* Exercise requirements: Would you set down all of the entries below exactly as they stand?

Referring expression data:

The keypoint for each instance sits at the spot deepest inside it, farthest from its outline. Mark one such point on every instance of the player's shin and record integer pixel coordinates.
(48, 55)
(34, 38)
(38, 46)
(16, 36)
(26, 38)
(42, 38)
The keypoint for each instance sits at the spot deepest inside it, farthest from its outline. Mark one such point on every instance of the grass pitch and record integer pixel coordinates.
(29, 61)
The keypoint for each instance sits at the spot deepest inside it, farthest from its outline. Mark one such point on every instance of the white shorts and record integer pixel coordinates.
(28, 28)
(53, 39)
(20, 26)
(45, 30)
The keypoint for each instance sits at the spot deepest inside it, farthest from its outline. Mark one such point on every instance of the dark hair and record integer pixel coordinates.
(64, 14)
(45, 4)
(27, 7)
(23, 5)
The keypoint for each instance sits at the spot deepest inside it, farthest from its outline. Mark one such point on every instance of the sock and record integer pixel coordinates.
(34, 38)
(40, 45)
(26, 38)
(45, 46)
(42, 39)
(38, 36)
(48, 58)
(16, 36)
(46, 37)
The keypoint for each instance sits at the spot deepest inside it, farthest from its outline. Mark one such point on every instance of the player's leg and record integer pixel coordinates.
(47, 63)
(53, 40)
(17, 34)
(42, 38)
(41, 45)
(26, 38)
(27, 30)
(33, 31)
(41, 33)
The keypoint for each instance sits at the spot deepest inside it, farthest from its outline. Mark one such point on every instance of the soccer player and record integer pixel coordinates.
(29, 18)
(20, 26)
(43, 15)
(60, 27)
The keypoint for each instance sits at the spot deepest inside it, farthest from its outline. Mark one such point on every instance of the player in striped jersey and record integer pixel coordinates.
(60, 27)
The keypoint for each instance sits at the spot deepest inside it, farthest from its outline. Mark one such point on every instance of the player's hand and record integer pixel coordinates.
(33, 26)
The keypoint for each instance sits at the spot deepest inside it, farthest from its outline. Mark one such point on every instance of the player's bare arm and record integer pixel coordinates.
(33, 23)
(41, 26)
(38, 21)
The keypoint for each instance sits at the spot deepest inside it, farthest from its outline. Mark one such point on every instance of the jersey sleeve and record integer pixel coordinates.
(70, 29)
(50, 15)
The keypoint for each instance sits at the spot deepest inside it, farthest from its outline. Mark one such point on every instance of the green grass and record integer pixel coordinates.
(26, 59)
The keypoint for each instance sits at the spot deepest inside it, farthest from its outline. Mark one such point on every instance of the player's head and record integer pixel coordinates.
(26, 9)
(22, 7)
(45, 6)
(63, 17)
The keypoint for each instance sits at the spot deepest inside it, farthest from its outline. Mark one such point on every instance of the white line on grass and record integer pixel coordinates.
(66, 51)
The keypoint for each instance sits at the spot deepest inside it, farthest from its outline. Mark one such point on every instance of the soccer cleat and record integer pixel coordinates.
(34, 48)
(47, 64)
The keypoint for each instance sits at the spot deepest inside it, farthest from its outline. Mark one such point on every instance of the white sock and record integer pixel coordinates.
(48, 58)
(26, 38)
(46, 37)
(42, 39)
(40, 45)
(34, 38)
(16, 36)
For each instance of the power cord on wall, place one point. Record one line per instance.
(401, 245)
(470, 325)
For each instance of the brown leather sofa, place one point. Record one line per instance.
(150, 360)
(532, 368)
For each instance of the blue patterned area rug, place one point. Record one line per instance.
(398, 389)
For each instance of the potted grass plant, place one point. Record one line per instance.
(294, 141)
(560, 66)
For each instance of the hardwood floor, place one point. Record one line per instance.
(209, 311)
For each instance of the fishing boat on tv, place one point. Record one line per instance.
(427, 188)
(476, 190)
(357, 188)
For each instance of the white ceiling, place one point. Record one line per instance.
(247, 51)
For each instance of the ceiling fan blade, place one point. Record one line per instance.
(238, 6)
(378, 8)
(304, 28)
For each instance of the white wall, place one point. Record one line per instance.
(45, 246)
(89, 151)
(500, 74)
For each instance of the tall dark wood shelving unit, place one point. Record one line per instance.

* Solution for this task:
The keypoint for each instance sits at the spot deepest inside it, farthest from its outline. Mark one such point on every instance of the player's shin and record integer pixel coordinates.
(48, 55)
(34, 38)
(38, 46)
(16, 36)
(26, 38)
(42, 38)
The keypoint for each instance sits at the spot deepest inside it, farthest from its outline. Mark one such point on every instance of the grass pitch and record integer pixel coordinates.
(29, 61)
The keypoint for each instance sits at the spot deepest inside it, farthest from its outline. Mark one such point on every instance of the white shorts and record integer pixel coordinates.
(28, 28)
(53, 39)
(20, 26)
(45, 30)
The keypoint for each instance sits at the spot deepest inside it, farthest from its outline. Mark one such point on every instance of the dark hair and record integer pixel coordinates.
(64, 14)
(45, 4)
(27, 7)
(23, 5)
The keypoint for each instance sits at the spot deepest inside it, farthest from its outline. Mark one such point on every instance of the sock and record integer pixel coordinates.
(34, 38)
(40, 45)
(26, 38)
(45, 46)
(42, 39)
(38, 36)
(48, 58)
(16, 36)
(46, 37)
The keypoint for each instance sits at the spot deepest inside it, farthest from its outline. Mark one such point on every instance of the player's leg and record integer pixel coordinates.
(47, 63)
(53, 40)
(17, 34)
(42, 38)
(41, 45)
(26, 38)
(27, 30)
(33, 31)
(41, 33)
The keypoint for each instance sits at the spot deepest inside it, farthest from its outline. Mark one such point on every instance of the soccer player and record integer pixel coordinates.
(29, 18)
(20, 26)
(43, 15)
(60, 27)
The keypoint for each instance sits at the spot deepest inside it, farthest from its outline. Mark one such point on every instance of the player in striped jersey and record integer pixel coordinates.
(60, 27)
The keypoint for each instance sits at the spot deepest inside it, farthest from its outline. Mark one such point on every instance of the player's hand and record integer pixel coordinates.
(33, 26)
The keypoint for each instance sits at the spot deepest inside it, farthest from its outline. Mark one such point on every instance of the player's bare arm and record integer pixel coordinates.
(33, 23)
(41, 26)
(38, 21)
The keypoint for each instance sits at the spot deepest inside it, farthest from its outline. Mark one such point on every instance of the jersey sleeve and record integer pixel coordinates.
(70, 29)
(50, 15)
The keypoint for each instance sits at the spot deepest inside it, farthest from its outline. Mark one such point on every instance of the green grass and record integer pixel coordinates.
(26, 59)
The keypoint for each instance sits at the spot deepest inside it, farthest from its outline. Mark one such point on every instance of the player's head and record integer pixel coordinates.
(26, 9)
(22, 7)
(45, 6)
(63, 17)
The keypoint for each instance sits at the spot deepest inside it, farthest from its outline. Mark one such point on every instance of the white line on grass and record integer pixel coordinates.
(66, 51)
The keypoint for each instance sits at the spot deepest inside it, farthest from its outline. Mark one such point on every instance of the soccer cleat and record integer pixel coordinates.
(34, 48)
(47, 64)
The keypoint for each instance sits at the spot deepest inside it, farthest from its outline. Mark one such point on every instance of the white sock and record integer pixel coordinates.
(48, 58)
(26, 38)
(46, 37)
(42, 39)
(40, 45)
(34, 38)
(16, 36)
For each instance of the power cord on wall, place one point. Record one line per instance.
(401, 245)
(470, 325)
For each instance of the brown leather sofa, place one point. Record one line per instance.
(150, 360)
(532, 368)
For each instance of the blue patterned area rug, place one point. Record one line per instance.
(398, 389)
For each instance of the potted grass plant, place one point. Record one line per instance.
(294, 141)
(560, 66)
For each instance of the hardwood floor, place one point. Record one line per instance.
(209, 311)
For each instance of the fishing boat on tv, place one point. Record one line per instance.
(427, 188)
(476, 190)
(357, 188)
For each instance of the white ceiling, place one point. Record one line per instance.
(247, 51)
For each instance of the ceiling fan blade, place one point. Record one line per instance.
(238, 6)
(378, 8)
(304, 28)
For each instance of the white wall, place one point. Record one line per instance.
(45, 246)
(89, 151)
(500, 74)
For each instance of the tall dark wood shelving unit, place one point. Record one line per instance.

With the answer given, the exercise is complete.